### Page
Herzog ne ménage pourtant pas ses efforts pour entretenir son aura, ajoutant régulièrement à sa geste des éléments accueillis dans l'incrédulité. Au fil de ses Mémoires, on apprend que ce Prométhée a échappé lors du retour de l'Annapurna à un "aigle d'envergure colossale" puis à un tigre. Il y eut aussi l'anecdote des asticots monstrueux, libérés par le retrait de ses bandages, qui bondirent et attaquèrent le personnel soignant. Tout pêcheur niera que de telles bêtes puissent sauter...

Obsédé par le film Elephant Man, il rêve de convaincre David Lynch de porter sa vie à l'écran. La mythomanie se double logiquement d'une effarante mégalomanie : "D'égal à égal, dorénavant, je dialoguais avec les 8 000, ces géants qui m'entouraient", "Je me sentais l'élu de Dieu", etc. Le messie assure qu'Annapurna, premier 8000 s'est temporairement mieux vendu que la Bible dans le monde. "Mon père avait tendance à affabuler, raconte Félicité Herzog. Enfant, je sentais qu'il trichait. Il a joué son rôle et s'est enfermé dedans avec sa supériorité historique et sa tragédie personnelle, l'une alimentant l'autre." A-t-il pu mentir sur tout ? Un héros ose briser le tabou suprême - la réalité de la "victoire" - en imaginant "un pacte inavouable" entre Herzog et Lachenal. Cette hypothèse avait été soulevée en 2008 par l'écrivain et historien de l'alpinisme Yves Ballu dans un autre roman, La Conjuration du Namche Barwa (Glénat).

"DÉPERSONNALISATION, LÉGÈRE NAZIFICATION"

### Défi 1
D'après la page, pourquoi l'anecdote des asticots qui attaquent le personnel soignant est-elle peu crédible ? Répondez en une à trois phrases.
### Défi 2
Réécrivez, s'il vous plaît, le passage de la page qui commence aux mots "Herzog ne ménage" et s'arrête après "bêtes puissent sauter...", en remplaçant "un tigre" par "un ours".
Le matériel qui suit est indépendant de la page.

(Entrées de pointage et d'étiquetage)
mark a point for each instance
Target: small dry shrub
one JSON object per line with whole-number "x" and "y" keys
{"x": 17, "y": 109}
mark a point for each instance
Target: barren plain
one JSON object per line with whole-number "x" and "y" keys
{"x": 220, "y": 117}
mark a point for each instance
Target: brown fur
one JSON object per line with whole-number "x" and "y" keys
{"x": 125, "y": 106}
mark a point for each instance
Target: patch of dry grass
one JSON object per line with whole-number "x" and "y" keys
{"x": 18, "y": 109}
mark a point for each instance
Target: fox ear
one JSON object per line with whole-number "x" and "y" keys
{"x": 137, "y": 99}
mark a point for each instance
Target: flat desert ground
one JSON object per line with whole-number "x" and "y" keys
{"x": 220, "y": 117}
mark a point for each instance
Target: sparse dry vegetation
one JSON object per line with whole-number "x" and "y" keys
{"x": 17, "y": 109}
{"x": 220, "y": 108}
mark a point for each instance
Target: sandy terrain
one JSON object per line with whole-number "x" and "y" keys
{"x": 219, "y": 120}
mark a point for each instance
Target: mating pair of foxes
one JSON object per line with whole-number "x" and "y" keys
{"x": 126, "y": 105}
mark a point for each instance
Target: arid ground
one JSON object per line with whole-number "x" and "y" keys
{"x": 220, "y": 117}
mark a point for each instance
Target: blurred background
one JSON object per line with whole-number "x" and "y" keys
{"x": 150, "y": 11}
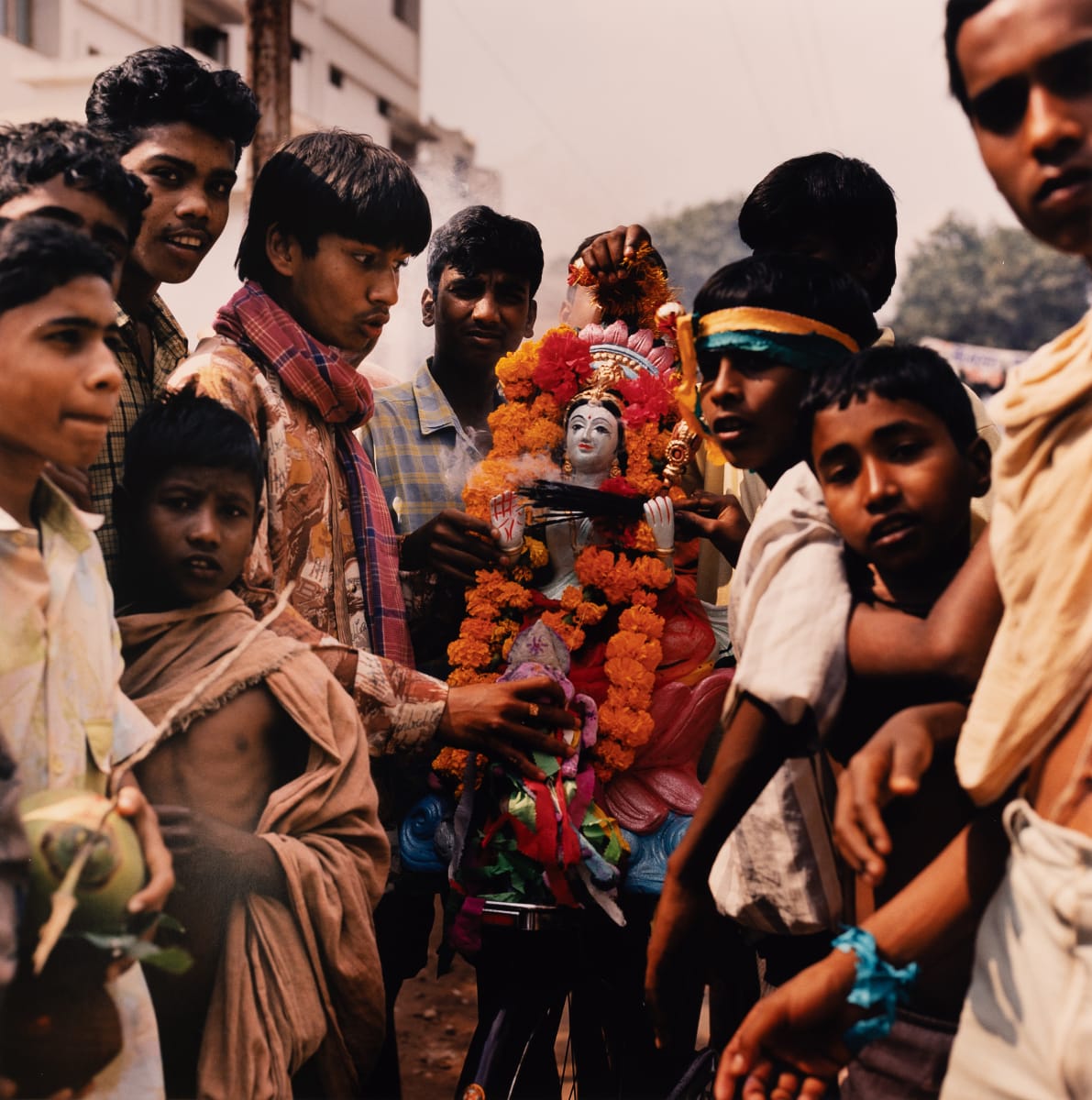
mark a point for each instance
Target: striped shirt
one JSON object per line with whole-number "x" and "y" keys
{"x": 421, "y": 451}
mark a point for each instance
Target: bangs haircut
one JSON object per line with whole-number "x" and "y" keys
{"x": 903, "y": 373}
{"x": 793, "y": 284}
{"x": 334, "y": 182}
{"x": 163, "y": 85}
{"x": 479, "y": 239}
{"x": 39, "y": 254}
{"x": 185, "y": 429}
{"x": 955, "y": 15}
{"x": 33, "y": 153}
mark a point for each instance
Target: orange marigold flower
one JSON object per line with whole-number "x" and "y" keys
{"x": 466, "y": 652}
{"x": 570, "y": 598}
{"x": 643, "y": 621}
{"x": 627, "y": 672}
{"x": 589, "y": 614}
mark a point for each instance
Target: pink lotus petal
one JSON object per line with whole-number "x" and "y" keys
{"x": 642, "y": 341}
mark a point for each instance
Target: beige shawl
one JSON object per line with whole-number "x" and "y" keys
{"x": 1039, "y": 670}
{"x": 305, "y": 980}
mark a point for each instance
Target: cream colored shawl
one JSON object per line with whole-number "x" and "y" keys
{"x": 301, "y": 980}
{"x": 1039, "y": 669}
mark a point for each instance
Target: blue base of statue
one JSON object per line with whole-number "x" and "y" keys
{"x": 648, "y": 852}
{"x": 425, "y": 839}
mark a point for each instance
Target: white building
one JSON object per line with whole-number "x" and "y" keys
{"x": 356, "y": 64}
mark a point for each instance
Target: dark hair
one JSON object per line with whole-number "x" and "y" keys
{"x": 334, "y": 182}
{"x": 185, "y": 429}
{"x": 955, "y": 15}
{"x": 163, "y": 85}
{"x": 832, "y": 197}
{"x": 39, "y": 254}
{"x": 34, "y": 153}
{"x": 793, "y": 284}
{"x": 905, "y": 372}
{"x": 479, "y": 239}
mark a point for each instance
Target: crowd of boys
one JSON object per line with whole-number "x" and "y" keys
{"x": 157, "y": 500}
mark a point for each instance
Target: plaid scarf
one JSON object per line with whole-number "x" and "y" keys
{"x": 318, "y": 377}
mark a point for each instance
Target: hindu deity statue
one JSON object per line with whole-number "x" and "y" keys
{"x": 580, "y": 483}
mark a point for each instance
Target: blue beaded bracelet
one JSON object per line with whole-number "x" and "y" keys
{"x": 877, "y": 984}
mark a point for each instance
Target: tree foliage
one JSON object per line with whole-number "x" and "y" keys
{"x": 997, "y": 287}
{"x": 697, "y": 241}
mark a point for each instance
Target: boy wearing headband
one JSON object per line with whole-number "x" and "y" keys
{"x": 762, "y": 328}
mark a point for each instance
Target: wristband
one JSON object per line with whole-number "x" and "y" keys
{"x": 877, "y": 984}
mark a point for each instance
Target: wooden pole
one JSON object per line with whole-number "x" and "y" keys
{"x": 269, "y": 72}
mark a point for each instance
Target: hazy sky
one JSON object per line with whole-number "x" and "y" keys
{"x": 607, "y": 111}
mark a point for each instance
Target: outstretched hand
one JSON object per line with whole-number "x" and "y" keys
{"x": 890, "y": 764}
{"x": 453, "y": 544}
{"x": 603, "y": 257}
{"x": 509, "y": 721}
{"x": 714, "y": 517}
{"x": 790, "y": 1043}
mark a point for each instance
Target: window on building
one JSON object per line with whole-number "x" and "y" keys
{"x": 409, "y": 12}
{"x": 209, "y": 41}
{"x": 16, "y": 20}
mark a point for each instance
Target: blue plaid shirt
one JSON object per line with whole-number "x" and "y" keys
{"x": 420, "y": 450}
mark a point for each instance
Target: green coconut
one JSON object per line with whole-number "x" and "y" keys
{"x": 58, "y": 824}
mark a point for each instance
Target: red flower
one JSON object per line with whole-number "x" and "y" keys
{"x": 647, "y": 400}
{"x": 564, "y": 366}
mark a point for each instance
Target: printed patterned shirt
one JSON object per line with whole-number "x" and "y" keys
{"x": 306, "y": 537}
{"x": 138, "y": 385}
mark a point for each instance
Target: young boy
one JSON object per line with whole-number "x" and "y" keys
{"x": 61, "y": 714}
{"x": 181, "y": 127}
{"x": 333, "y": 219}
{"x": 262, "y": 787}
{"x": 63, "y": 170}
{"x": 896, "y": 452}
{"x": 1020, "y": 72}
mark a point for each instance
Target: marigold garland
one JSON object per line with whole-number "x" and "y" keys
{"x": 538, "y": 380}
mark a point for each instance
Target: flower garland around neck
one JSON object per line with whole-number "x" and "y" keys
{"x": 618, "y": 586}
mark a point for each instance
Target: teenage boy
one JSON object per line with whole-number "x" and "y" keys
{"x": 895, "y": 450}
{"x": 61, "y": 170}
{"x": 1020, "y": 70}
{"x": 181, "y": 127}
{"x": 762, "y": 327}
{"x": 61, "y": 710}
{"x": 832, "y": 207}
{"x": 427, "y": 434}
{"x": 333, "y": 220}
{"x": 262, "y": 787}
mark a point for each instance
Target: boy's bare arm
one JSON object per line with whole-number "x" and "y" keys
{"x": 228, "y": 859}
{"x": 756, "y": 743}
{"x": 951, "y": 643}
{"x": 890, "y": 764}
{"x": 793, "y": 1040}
==
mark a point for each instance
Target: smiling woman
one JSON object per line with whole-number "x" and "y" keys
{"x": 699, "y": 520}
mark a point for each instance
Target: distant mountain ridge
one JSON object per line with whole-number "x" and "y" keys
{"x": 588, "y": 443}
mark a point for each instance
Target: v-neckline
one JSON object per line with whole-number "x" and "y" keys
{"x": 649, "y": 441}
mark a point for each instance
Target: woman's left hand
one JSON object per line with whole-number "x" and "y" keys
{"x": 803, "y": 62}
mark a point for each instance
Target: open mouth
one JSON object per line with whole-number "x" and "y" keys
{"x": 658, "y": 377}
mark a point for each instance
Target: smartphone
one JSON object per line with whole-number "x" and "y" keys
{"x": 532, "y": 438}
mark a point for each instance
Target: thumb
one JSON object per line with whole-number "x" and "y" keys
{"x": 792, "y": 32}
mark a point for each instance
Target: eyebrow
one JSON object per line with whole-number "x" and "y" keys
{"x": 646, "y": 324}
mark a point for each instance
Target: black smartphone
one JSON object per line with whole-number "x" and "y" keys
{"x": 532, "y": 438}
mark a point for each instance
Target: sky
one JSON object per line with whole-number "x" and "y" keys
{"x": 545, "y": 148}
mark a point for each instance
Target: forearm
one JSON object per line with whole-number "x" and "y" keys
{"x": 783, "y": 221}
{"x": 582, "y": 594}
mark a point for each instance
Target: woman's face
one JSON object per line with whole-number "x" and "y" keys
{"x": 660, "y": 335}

### Résultat 1
Tout pêcheur niera que de telles bêtes puissent sauter. Or l'anecdote décrit des asticots qui bondirent et attaquèrent le personnel soignant.

### Résultat 2
Herzog ne ménage pourtant pas ses efforts pour entretenir son aura, ajoutant régulièrement à sa geste des éléments accueillis dans l'incrédulité. Au fil de ses Mémoires, on apprend que ce Prométhée a échappé lors du retour de l'Annapurna à un "aigle d'envergure colossale" puis à un ours. Il y eut aussi l'anecdote des asticots monstrueux, libérés par le retrait de ses bandages, qui bondirent et attaquèrent le personnel soignant. Tout pêcheur niera que de telles bêtes puissent sauter...